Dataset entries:
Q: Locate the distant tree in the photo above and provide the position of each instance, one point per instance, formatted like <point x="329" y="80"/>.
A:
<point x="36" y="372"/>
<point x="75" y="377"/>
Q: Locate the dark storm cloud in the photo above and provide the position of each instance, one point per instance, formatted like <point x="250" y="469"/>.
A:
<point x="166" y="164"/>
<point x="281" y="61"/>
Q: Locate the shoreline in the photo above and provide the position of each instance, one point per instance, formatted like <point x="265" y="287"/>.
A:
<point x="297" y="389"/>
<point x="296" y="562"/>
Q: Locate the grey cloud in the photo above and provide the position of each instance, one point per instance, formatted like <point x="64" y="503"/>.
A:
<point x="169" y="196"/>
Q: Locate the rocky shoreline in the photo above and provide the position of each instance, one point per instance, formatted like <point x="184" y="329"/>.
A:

| Task to carry out |
For this task, write out exactly the lines of the entries above, starting at the line with "Q: Locate the dark" and ending at the line with "Q: Locate the shoreline", both included, and no others.

| Your response |
Q: Locate the dark storm cloud in the photo above and provide the position of each instance, one point per instance, formatted like <point x="250" y="469"/>.
A:
<point x="166" y="164"/>
<point x="281" y="61"/>
Q: Locate the shoreline in the photo above and provide the position of each instance, one point per instance, formatted like <point x="265" y="287"/>.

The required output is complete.